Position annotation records
_ _ _ _

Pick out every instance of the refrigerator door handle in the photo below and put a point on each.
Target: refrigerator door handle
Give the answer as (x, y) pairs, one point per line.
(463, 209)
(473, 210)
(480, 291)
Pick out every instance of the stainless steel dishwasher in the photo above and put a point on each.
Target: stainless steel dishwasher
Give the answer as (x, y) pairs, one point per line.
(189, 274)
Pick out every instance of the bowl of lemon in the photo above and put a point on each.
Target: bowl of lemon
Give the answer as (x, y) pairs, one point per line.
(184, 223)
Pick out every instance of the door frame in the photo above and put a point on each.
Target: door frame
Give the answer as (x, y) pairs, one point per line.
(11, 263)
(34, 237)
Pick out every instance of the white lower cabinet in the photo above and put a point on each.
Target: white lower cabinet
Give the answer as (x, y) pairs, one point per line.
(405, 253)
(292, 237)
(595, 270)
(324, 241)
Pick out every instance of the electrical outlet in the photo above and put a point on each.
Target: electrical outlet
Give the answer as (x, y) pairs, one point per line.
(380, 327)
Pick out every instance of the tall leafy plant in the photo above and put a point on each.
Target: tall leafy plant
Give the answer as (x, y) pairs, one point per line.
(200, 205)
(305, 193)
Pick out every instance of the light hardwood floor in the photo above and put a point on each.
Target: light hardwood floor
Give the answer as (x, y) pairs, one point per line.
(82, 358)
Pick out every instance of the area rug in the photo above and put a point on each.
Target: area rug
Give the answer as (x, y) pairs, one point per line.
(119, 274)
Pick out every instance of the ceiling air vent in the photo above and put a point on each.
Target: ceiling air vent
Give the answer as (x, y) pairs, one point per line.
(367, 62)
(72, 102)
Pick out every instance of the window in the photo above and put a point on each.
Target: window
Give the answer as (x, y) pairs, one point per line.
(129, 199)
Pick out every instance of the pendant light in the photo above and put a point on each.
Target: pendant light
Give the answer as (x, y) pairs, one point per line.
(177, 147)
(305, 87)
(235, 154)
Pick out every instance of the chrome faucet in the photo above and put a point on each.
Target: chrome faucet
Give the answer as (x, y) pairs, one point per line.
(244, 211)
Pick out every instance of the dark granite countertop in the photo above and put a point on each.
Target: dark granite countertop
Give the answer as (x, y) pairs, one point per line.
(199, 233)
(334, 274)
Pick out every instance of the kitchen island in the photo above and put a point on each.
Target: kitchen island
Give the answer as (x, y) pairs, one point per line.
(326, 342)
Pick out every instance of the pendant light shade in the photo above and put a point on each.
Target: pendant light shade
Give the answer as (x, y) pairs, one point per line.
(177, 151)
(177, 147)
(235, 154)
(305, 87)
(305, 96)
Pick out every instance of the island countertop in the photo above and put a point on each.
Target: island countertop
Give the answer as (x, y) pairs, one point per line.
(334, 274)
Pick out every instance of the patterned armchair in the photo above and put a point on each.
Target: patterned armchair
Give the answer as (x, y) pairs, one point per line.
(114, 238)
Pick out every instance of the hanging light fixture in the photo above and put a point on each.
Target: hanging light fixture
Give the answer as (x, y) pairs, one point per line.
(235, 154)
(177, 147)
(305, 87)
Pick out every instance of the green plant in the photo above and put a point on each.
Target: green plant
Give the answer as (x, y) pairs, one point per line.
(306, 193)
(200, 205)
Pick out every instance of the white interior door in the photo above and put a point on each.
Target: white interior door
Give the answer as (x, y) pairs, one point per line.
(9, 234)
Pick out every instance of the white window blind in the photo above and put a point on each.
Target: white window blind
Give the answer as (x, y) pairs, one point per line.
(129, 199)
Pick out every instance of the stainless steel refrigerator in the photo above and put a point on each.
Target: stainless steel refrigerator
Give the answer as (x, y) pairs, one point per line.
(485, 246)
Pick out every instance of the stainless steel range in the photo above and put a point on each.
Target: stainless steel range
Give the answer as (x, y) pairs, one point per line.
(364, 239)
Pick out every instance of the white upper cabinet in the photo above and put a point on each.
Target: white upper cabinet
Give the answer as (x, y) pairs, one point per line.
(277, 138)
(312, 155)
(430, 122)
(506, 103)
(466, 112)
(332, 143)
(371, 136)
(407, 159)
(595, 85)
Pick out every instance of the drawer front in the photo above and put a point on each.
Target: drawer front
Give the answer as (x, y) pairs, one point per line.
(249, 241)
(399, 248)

_ _ _ _

Stated goal
Copy every one of the records above word for word, keeping each line as it is.

Worked solution
Pick out every instance of the refrigerator door handle in the photo below and put a point on each.
Target: refrigerator door handle
Give the answer as (x, y) pairs, one point per line.
(463, 209)
(473, 210)
(480, 291)
Pick out every instance of the stainless steel dishwasher in the photo above and put a point on each.
Target: stainless steel dishwasher
Give the answer as (x, y) pairs, one point per line.
(189, 274)
Pick out every instance of the bowl of lemon in the photo above and put a point on each.
Target: bowl of lemon
Give the answer as (x, y) pairs, one point per line.
(184, 223)
Pick out every instance of the door frame in the photo above and put a point on each.
Target: door frame
Give the answer as (x, y) pairs, one point per line.
(11, 263)
(34, 237)
Pick out every instance of the white lower cabinet in the photo above and put a point on each.
Target: white lower cabinet
Give the answer as (x, y) pairs, one point per line.
(405, 253)
(292, 237)
(595, 270)
(324, 241)
Pick out every instance of the electrical outlet in the photo above and put a point on each.
Target: electrical outlet
Give the answer as (x, y) pairs, one point per line.
(380, 327)
Pick out every instance of the tall leafy plant in the photo above and put a point on each.
Target: tall leafy plant
Give the answer as (x, y) pairs, one point per line.
(200, 205)
(305, 193)
Pick out every instance of the light hardwood floor in the photo above and put a point on each.
Target: light hardwood floor
Give the answer as (x, y) pairs, one point per line.
(82, 358)
Pick out every instance of the area rug in the photo above and put a point on each.
Target: area rug
Give the answer as (x, y) pairs, one point per line.
(119, 274)
Pick out every instance of the ceiling air vent in the photo above and put a point on each.
Target: ceiling air vent
Give the answer as (x, y) pairs, one point per line.
(367, 62)
(72, 102)
Pick out every instance of the window in the photo above and put a point on each.
Target: window
Give the answer as (x, y) pairs, one point per line.
(129, 199)
Pick out every instance of the pendant light in the photo above and put a point on each.
Target: pendant light
Give the answer as (x, y) pairs, one point per line.
(177, 147)
(305, 87)
(235, 154)
Pick out every instance of the chrome faucet in the photo above and put a point on each.
Target: chrome faucet
Give the answer as (x, y) pairs, one point per line.
(244, 211)
Pick out every instance of the dark granite countertop in the photo above and put a point on each.
Target: dark granite countertop
Give the answer as (x, y) pairs, one point per line.
(199, 233)
(334, 274)
Pick out every instance of the kitchen island in the photo above and put a point on each.
Target: kitchen island
Give the answer as (x, y) pairs, one point per line.
(326, 342)
Pick out every instance of the pendant light shade in the photo above and put a point on each.
Target: pendant light shade
Give the answer as (x, y) pairs, one point per line.
(177, 151)
(177, 147)
(235, 154)
(305, 87)
(305, 96)
Pick out every instance of the island countertop in the photo above and put a point on each.
Target: island countertop
Give the answer as (x, y) pairs, one point per line.
(334, 274)
Pick out every instance of the patterned armchair in the photo above and put a point on each.
Target: patterned armchair
Give the answer as (x, y) pairs, one point per line.
(114, 238)
Pick out every instance of the hanging light fixture in the photo above and put a point on each.
Target: hanging light fixture
Give the answer as (x, y) pairs, one point per line.
(235, 154)
(177, 147)
(305, 87)
Pick out every instance of the green plant in the photo above and put a point on each.
Target: green plant
Give the answer as (x, y) pairs, one point per line.
(306, 193)
(200, 205)
Pick out every instance of the white interior door in the photo above and put a point on each.
Target: white interior door
Give the answer as (x, y) pairs, one point per line.
(9, 234)
Pick out every instance of the white window blind in the photo above and put a point on each.
Target: white window blind
Give the answer as (x, y) pairs, one point per line.
(129, 199)
Pick out every instance of the stainless steel refrigerator in the photo above and put a point on each.
Target: stainless steel refrigerator
Give the answer as (x, y) pairs, one point per line.
(485, 246)
Pick out every instance of the stainless steel range in the photo above and put a point on each.
Target: stainless steel range
Give the answer as (x, y) pairs, one point per line.
(364, 239)
Pick out every instance of the white upper cabinet in the photo above and put a point on each.
Target: white upper cabinet
Give the answer as (x, y) pairs, one point per line.
(277, 138)
(312, 155)
(430, 122)
(506, 103)
(466, 112)
(332, 143)
(371, 136)
(407, 159)
(595, 85)
Pick out every instance of the drawer front in the photo above and put a point on each.
Target: drawer front
Give the answer as (x, y) pairs, one point per line.
(249, 241)
(399, 248)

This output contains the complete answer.